_Task requirements_
Drop every picture. Then return, exactly, the lines from the beginning of the listing below through the one containing "baseboard, placing a dot on each.".

(Provided data)

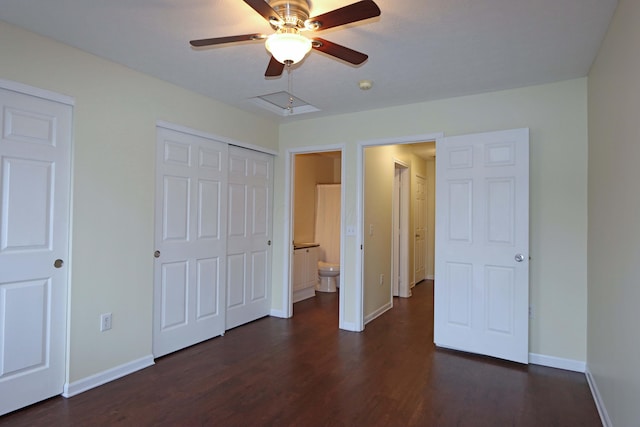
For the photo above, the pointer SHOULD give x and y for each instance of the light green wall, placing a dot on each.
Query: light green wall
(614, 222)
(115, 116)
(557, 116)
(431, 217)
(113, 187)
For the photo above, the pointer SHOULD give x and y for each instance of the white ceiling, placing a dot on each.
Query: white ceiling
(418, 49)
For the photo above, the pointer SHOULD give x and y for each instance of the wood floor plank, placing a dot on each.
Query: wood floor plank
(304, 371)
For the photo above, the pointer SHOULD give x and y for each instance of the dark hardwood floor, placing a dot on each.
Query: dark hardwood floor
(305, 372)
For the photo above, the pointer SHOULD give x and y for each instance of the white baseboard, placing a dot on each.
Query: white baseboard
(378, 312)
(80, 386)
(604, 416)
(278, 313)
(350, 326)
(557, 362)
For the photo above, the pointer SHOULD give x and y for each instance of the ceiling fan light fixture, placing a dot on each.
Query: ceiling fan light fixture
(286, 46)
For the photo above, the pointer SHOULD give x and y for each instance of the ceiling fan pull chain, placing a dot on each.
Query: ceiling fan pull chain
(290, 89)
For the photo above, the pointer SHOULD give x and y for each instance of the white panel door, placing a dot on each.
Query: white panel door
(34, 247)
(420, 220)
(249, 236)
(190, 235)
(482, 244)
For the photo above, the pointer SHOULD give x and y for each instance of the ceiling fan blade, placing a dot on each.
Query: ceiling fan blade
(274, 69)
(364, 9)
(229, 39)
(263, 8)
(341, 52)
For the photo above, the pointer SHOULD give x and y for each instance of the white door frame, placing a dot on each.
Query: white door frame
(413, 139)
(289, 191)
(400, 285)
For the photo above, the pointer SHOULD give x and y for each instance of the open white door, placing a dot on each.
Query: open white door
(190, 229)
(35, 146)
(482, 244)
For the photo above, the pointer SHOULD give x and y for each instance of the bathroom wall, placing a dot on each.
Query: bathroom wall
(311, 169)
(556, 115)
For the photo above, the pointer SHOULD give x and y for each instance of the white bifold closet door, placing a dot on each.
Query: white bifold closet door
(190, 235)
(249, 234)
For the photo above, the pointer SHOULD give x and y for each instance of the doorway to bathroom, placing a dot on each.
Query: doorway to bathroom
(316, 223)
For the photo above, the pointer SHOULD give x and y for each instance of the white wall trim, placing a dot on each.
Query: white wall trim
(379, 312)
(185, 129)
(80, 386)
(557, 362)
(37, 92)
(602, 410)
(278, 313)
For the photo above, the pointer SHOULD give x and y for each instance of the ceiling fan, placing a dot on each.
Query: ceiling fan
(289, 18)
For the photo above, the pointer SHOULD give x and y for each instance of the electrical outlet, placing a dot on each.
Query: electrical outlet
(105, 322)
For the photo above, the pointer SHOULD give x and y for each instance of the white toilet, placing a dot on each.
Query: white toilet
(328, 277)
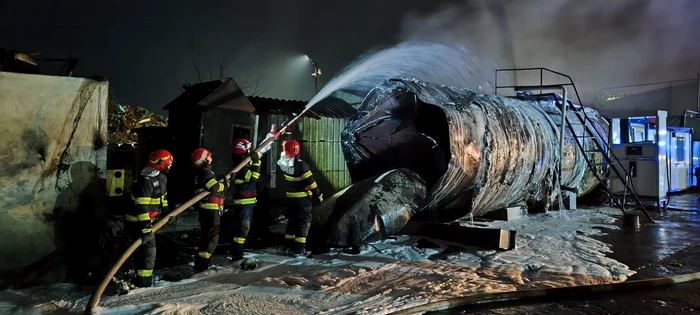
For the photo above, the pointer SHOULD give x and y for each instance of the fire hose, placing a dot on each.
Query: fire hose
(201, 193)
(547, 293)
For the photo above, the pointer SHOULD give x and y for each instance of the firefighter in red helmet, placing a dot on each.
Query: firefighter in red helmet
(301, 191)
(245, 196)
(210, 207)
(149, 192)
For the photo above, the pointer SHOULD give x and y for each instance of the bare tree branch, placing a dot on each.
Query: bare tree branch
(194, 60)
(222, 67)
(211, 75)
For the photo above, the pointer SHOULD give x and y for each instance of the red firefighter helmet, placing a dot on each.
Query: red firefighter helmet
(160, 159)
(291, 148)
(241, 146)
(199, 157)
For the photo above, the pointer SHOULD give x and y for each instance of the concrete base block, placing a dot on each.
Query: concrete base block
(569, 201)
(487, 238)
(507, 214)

(End Provided data)

_Exercise answer_
For the photo above, the pointer SHOULD give x and y for each instance of the light green wall, placing a dot on each.
Query: light green wall
(614, 222)
(115, 116)
(557, 116)
(431, 217)
(113, 187)
For the photo above, the pointer SHOULD give x and y for each instance of the white ceiling, placing a dot on each.
Query: white ceiling
(418, 49)
For the photo above, the pointer SHOULD give x and y for each instance of the wood floor plank, placing a dot on each.
Query: wood floor plank
(304, 371)
For the photo above, the pointer SHOULD give x and y for each instance of the dark hardwood floor, placing a dot on each.
Query: dark hardwood floor
(305, 372)
For the photo above, the pointer SHOULD give x and y for each instance of the white baseboard, placing a dot on each.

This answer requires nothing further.